====== TEXTO DE ORIGEN
XIX
SOBRE LA EMBAJADA FRAUDULENTA
INTRODUCCIÓN
Este discurso fue pronunciado el año 343 a. J. C. por Demóstenes, ante un jurado de mil quinientos un ciudadanos, que estaban bajo la presidencia de un tribunal de cuentas (logistaí) y diez consejeros designados por la suerte.
El título del discurso significa exactamente en griego «Sobre la embajada mal cumplida», pero, como fue traducido por Cicerón (Orator 31; 111) por De falsa legatione, la tradición aconseja introducir el término «fraudulenta».
Es éste un discurso importante, admirable desde el punto de vista estilístico, y muy interesante por la entidad de las cuestiones que en él se tratan, el tono personal y muy vivo que anima toda la pieza y que no decae en ninguna de sus partes, así como la personalísima disposición de éstas: un exordio bastante breve (1-28), un epílogo aún más reducido (341-43) y, ocupando el centro del discurso, dos grandes bloques o partes, en la primera de las cuales se ofrecen la narración de los hechos y las pruebas, mientras que la segunda viene a ser una especie de recapitulación ampliada de la primera.
Vayamos ahora a los hechos que motivaron este discurso.
El año 348 a. C. es una fecha fundamental en la historia en Grecia de la segunda mitad del siglo IV a. C., pues señala nada menos que la caída de Olinto y, con ella, el fin de la floreciente Liga de ciudades calcídicas.
A partir de este momento, Filipo de Macedonia inicia una vertiginosa carrera bélica y política que no tardará en dar al traste con las ciudades griegas independientes y autónomas.
La noticia de la toma de Olinto por el Macedonio, en efecto, conocida en Atenas inmediatamente, causó gran conmoción en dicha pólis, donde, a propuesta de Eubulo, se acordó enviar diputados por toda Grecia con la misión de advertir a las demás ciudades del peligro que sobre la Hélade se cernía y de la necesidad perentoria de crear una liga antimacedónica para poner coto a la ambición del bárbaro monarca.
Pero el odio mutuo de las ciudades griegas era superior al que cada una en particular podía sentir hacia un rey extranjero como era el Macedonio. La experiencia demostró a los atenienses que era prácticamente imposible poner fin a viejas rencillas y rencores entre las póleis: no había medio humano de reconciliar a Esparta con Arcadia, a Tebas con las ciudades beocias otrora autónomas, a Tebas con Atenas, y así sucesivamente.
============
====== MATERIAL PROPORCIONADO
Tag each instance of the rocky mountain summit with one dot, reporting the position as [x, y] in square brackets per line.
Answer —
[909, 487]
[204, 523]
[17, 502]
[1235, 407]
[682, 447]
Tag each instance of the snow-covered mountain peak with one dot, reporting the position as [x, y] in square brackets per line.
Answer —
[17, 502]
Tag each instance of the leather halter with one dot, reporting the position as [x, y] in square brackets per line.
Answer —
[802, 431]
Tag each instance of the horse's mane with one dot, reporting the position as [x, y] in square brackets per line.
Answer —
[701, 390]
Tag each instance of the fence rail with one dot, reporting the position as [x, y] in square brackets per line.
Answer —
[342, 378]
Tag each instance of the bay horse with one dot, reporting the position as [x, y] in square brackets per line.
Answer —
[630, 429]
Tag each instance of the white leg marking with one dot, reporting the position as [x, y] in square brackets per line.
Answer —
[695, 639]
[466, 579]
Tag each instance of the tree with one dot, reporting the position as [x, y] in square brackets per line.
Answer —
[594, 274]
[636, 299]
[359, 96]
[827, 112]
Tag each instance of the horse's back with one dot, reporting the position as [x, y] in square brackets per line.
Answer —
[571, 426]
============
====== MATERIAL PROPORCIONADO
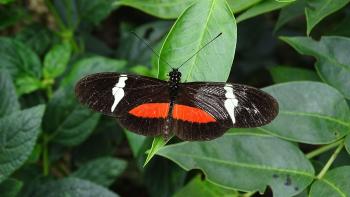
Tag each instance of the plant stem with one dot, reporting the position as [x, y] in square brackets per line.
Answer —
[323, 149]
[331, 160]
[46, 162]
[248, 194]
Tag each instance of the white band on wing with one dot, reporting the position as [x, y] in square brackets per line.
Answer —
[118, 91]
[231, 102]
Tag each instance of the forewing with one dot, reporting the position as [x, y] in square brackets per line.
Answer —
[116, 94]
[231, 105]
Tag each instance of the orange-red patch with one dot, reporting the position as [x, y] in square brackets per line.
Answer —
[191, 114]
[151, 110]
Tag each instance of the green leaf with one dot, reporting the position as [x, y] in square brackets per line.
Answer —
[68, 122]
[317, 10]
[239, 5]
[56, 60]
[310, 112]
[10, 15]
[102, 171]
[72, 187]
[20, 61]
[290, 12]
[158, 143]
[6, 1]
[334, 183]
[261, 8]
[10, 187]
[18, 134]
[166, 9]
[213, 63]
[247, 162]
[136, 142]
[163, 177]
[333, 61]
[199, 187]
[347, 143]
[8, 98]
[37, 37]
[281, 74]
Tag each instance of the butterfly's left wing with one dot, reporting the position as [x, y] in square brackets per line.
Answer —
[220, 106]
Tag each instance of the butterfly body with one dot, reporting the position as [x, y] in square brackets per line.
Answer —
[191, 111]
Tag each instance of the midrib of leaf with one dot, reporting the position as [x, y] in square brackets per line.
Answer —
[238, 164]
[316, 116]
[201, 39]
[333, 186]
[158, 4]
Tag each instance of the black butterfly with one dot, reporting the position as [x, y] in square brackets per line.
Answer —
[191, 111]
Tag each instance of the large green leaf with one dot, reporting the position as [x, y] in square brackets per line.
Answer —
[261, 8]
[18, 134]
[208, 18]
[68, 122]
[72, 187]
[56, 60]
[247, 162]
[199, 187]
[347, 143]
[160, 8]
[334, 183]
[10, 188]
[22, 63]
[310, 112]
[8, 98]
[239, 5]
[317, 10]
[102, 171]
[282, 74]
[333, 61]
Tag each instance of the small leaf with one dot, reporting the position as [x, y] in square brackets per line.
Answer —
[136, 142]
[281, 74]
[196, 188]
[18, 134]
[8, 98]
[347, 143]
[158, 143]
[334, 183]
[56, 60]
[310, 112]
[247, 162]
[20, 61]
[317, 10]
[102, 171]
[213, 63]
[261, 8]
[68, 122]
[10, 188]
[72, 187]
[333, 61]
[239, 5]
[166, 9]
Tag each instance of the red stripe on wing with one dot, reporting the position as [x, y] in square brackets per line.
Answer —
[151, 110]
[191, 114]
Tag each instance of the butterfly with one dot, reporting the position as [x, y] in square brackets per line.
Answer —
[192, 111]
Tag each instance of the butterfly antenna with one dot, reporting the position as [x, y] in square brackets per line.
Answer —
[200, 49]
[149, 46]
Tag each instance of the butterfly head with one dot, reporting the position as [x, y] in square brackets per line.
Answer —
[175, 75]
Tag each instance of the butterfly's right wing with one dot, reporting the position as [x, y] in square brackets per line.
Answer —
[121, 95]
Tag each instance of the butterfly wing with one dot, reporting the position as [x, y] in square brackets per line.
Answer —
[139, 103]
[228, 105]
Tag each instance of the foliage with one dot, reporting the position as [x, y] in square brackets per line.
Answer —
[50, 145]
============
## OBJETIVOS
**a)** Duplica el pasaje de la introducción al discurso de Demóstenes que empieza en "Pero el odio" y termina en "y así sucesivamente.".
**b)** Según la introducción al discurso de Demóstenes, ¿ante cuántos ciudadanos se pronunció el discurso?
**c)** Prosigue la introducción al discurso de Demóstenes a partir del punto en que se detiene.

## RESPUESTAS
**a)**
Pero el odio mutuo de las ciudades griegas era superior al que cada una en particular podía sentir hacia un rey extranjero como era el Macedonio. La experiencia demostró a los atenienses que era prácticamente imposible poner fin a viejas rencillas y rencores entre las póleis: no había medio humano de reconciliar a Esparta con Arcadia, a Tebas con las ciudades beocias otrora autónomas, a Tebas con Atenas, y así sucesivamente.

**b)** Ante un jurado de mil quinientos un ciudadanos.

**c)**
En tal situación, los atenienses entendieron que tan sólo se les ofrecía una esperanza de mitigar la gravedad del momento: firmar la paz con Filipo en las mejores condiciones que pudieran lograr. Con este fin, a propuesta de Filócrates —que, incidentalmente, fue apoyada por Eubulo—, los atenienses enviaron a Macedonia diez embajadores, entre los que se contaban Demóstenes y Esquines, para tratar de la anhelada paz.
Y la paz se acordó, en efecto, pero no en condiciones óptimas para la ciudad de Atenea, ni tan siquiera favorables, sino a cambio de muchas renuncias por su parte: Atenas debía reconocer, en virtud del proyecto de tratado redactado por Filócrates, la pérdida de sus posesiones en la Calcídica y de la mayor parte de Tracia.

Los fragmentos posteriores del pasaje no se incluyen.